Written task: Report each line of the listing below that contains the string "house", copying the line in full.

Extracted records:
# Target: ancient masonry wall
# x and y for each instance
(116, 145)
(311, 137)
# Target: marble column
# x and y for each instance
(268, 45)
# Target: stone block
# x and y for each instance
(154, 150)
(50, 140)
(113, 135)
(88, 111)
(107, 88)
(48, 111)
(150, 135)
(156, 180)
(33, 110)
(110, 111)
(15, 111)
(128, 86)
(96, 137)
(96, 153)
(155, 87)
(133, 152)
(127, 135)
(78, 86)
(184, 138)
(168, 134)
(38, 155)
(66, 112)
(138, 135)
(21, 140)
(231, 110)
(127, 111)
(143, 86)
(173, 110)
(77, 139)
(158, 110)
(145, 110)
--
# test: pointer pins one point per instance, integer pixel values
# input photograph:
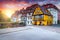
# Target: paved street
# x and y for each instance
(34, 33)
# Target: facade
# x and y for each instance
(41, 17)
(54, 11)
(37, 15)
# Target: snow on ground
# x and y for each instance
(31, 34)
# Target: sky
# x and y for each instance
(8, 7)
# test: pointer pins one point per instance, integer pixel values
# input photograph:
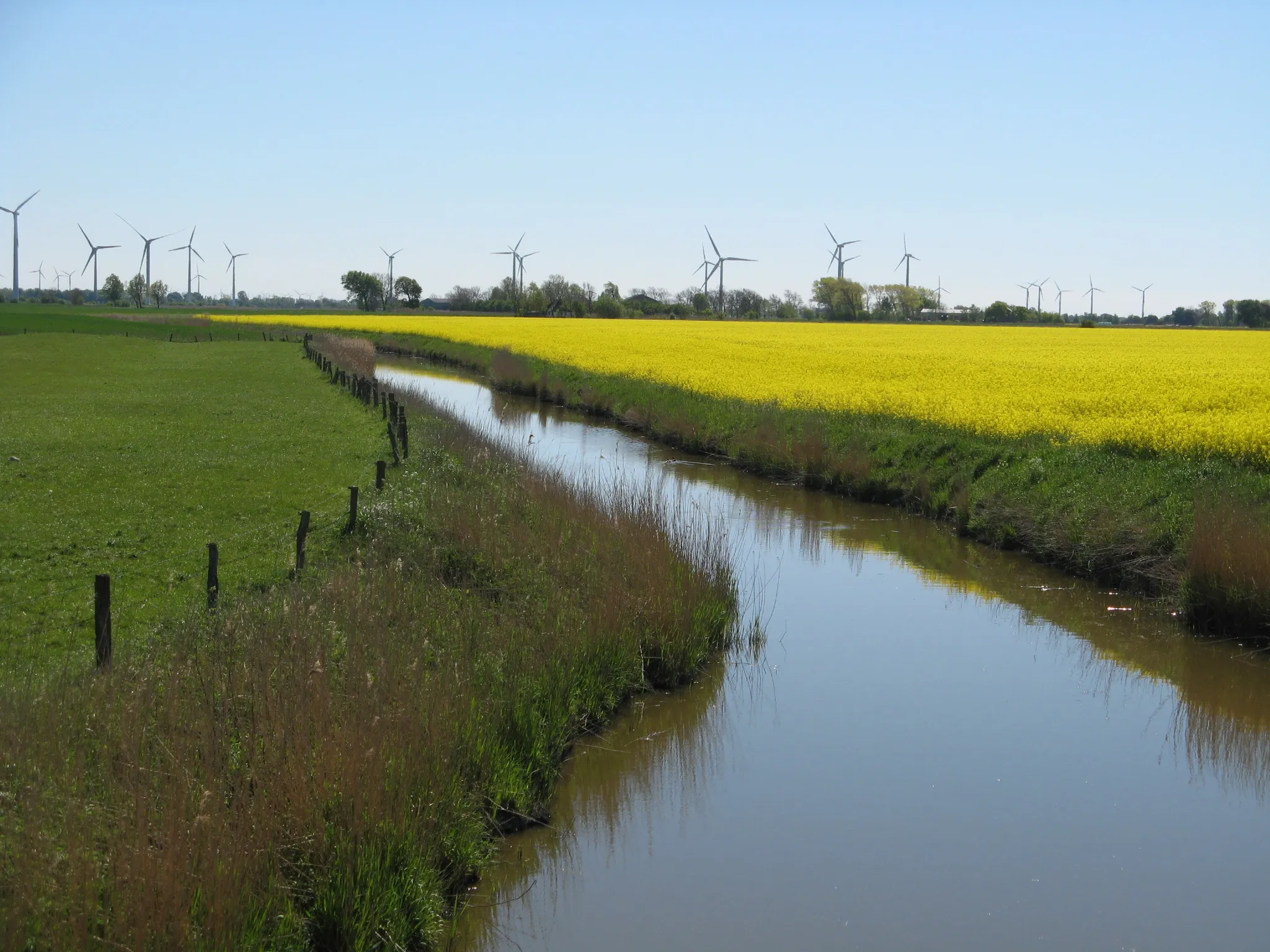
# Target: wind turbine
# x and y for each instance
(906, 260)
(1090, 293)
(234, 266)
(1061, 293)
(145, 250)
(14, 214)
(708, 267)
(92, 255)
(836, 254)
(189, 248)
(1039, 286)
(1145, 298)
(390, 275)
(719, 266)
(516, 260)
* * *
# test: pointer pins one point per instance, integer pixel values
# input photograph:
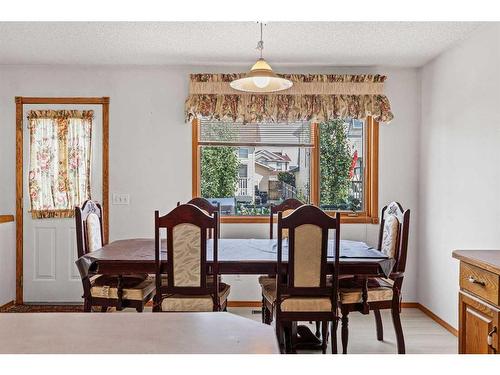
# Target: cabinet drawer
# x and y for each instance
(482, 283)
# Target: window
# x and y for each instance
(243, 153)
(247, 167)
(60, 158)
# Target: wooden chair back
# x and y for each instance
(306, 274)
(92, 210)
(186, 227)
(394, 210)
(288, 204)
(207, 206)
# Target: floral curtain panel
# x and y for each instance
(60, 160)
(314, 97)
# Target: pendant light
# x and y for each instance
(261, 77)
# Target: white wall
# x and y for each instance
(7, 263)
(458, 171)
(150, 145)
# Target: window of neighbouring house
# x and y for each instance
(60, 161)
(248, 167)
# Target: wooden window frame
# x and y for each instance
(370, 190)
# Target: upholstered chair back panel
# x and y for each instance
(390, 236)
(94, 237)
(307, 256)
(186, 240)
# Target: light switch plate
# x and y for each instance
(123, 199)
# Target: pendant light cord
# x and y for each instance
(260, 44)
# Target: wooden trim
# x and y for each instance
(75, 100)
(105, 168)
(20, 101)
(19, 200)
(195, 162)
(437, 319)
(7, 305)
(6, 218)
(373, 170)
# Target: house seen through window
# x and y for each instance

Exercise answer:
# Target: window of neighbouring house
# Target: house seen through window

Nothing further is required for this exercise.